## EJERCICIO
Extrae todas las líneas que contengan la cadena "with", teniendo en cuenta la diferencia entre mayúsculas y minúsculas.

## Registros del conjunto de datos sobre la ubicación de objetos
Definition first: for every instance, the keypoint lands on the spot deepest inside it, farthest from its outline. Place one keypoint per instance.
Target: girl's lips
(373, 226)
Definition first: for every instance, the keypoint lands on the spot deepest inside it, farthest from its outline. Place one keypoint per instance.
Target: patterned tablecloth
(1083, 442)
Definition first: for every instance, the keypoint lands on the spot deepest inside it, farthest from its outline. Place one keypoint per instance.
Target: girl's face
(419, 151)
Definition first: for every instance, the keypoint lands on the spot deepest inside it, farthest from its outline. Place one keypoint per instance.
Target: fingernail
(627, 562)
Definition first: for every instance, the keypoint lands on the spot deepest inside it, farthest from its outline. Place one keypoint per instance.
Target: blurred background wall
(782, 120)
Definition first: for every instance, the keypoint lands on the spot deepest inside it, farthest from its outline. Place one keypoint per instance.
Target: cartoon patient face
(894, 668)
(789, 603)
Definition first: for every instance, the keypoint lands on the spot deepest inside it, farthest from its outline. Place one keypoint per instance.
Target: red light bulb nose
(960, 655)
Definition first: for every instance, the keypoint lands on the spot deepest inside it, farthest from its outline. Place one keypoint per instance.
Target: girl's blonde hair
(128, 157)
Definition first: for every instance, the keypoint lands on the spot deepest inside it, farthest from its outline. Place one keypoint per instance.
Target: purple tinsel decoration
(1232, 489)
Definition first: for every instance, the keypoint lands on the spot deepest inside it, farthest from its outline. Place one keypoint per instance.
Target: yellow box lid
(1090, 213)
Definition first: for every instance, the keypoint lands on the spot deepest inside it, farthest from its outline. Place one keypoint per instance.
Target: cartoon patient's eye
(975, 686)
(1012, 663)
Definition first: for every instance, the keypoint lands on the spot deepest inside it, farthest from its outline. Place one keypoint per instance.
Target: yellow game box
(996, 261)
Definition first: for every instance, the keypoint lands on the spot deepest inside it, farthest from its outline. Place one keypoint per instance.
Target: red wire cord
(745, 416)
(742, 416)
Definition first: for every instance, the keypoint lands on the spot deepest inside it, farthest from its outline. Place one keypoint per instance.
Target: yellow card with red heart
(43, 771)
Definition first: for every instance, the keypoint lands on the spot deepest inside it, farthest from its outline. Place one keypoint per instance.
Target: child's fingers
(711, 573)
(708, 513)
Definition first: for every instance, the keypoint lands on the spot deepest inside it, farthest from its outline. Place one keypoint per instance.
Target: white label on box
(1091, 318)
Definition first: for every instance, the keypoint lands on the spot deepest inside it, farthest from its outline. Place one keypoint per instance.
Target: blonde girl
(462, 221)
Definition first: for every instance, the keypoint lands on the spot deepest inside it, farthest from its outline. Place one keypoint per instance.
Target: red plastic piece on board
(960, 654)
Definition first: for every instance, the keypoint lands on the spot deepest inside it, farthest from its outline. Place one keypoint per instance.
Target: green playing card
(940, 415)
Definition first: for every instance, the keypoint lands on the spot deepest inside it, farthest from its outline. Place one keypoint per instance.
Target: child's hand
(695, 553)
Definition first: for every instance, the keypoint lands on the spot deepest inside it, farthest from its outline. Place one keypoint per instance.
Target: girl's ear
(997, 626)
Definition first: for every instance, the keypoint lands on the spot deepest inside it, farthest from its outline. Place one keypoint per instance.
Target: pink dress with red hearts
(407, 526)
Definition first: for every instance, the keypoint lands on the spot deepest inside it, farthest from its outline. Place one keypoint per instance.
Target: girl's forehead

## RESPUESTA
Target: yellow card with red heart
Target: pink dress with red hearts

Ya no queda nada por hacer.